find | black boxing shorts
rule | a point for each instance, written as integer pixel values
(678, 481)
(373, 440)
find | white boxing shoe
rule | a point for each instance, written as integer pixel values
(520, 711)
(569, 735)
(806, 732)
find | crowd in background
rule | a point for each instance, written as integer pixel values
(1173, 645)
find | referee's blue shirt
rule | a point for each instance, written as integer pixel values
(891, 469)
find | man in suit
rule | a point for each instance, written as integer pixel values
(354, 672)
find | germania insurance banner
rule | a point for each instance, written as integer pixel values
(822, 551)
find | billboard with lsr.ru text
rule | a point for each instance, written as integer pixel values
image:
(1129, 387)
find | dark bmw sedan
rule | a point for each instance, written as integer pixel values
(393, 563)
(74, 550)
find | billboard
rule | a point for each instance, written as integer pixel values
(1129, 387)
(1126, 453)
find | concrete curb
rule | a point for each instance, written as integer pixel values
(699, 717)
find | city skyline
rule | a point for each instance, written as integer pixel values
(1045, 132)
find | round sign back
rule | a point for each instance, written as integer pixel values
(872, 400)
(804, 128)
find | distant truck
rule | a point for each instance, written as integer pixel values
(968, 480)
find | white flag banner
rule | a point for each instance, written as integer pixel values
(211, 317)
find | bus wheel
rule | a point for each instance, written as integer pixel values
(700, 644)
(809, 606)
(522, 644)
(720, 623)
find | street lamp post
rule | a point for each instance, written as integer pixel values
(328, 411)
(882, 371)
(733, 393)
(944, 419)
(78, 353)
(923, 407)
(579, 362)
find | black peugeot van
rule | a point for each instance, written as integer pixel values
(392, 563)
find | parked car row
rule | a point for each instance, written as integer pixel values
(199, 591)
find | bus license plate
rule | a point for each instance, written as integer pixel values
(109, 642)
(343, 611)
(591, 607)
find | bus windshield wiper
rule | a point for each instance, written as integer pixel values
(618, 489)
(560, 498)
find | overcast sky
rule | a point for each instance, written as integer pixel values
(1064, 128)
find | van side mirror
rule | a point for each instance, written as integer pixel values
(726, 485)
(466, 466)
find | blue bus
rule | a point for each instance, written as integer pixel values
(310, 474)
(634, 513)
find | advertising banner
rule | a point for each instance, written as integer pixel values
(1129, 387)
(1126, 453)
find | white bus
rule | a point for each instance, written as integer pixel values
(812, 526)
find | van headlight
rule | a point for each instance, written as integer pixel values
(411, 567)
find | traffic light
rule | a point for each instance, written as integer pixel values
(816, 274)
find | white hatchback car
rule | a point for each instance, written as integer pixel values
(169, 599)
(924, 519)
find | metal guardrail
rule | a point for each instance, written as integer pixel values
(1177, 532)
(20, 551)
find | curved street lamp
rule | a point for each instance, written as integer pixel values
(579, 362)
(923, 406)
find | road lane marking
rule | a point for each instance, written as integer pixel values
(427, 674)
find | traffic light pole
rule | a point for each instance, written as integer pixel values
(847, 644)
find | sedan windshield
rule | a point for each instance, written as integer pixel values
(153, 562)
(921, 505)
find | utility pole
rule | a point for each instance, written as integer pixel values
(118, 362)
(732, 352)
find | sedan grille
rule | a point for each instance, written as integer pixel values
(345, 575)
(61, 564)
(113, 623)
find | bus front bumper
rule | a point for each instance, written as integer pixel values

****************

Aim of the exercise » Line by line, repeat the material precisely.

Output for this exercise »
find | black boxing shorts
rule | a point for each instance, written as integer pixel values
(678, 481)
(373, 440)
find | white boxing shoe
rule | a point for each instance, written as integer pixel values
(520, 711)
(569, 735)
(806, 732)
find | crowd in background
rule | a point for each instance, written as integer pixel values
(1173, 645)
find | referee's blue shirt
rule | a point for each instance, written as integer pixel values
(891, 469)
find | man in suit
rule | a point for each instance, written as integer pixel values
(354, 672)
find | germania insurance banner
rule | a point for each instance, written as integer pixel values
(822, 551)
find | billboard with lsr.ru text
rule | a point for each instance, written as integer pixel values
image:
(1129, 387)
find | dark bmw sedan
rule | a point for each instance, written as integer pixel values
(393, 563)
(74, 550)
find | billboard
rule | a point for each instance, written as integer pixel values
(1129, 387)
(1126, 453)
find | concrete curb
rule | a point for each instance, written as integer pixel values
(699, 717)
find | city skyline
rule | a point for each instance, written as integer pixel values
(1045, 132)
find | round sign back
rule | a point for each instance, written as integer pixel values
(872, 400)
(804, 128)
find | distant truck
rule | a point for each instance, written as integer pixel values
(968, 480)
find | white flag banner
rule | a point for each instance, written as integer pixel values
(211, 317)
find | bus wheel
rule | a point for each instance, written as integer pixel values
(700, 644)
(809, 606)
(522, 644)
(720, 623)
find | street lamp post
rule | a point for each instance, written as integer pixel values
(328, 411)
(882, 371)
(733, 393)
(944, 419)
(78, 353)
(923, 407)
(579, 362)
find | black peugeot van
rule | a point for each instance, written as integer pixel values
(392, 563)
find | parked car row
rule | a point for each instance, written as integer pixel values
(199, 591)
find | bus license plate
rule | a point for each instance, written as integer pixel values
(109, 642)
(343, 611)
(591, 607)
find | bus windshield wiper
rule | a point for each instance, written as integer pixel values
(618, 489)
(560, 498)
find | overcast sky
rule | a point for each instance, written as integer pixel values
(1064, 128)
find | van side mirror
rule | a point for each instance, written as integer pixel values
(726, 485)
(466, 466)
find | blue bus
rule | a point for each instance, written as integer pixel values
(310, 474)
(634, 513)
find | advertising banner
rule | a point for each instance, written as integer pixel values
(1129, 387)
(1126, 453)
find | white bus
rule | a point for each instance, written as integer pixel values
(812, 526)
find | van headlight
rule | a point for each instance, written as integer pixel values
(411, 567)
find | traffic light
rule | a point for each instance, written as integer pixel values
(816, 274)
find | white hatchback car
rule | a point for each instance, written as integer pixel values
(169, 599)
(924, 519)
find | metal guardrail
rule | a point for each instance, written as integer pixel values
(1177, 532)
(20, 551)
find | curved street lamp
rule | a point for each instance, written as integer pixel values
(579, 362)
(923, 406)
find | road lane marking
rule | a point for each instance, written as integer pixel values
(427, 674)
find | traffic light pole
rule | a point for each instance, written as integer pixel values
(847, 644)
find | sedan windshield
rule | a point for each instance, written as integer pixel values
(153, 562)
(921, 505)
find | utility pole
rule | a point for each instance, written as integer pixel values
(118, 362)
(732, 352)
find | sedan grille
rule | a point for each instance, written as integer pixel values
(345, 575)
(61, 564)
(113, 623)
find | bus front bumper
rule | a point for each instance, written as integer pixel values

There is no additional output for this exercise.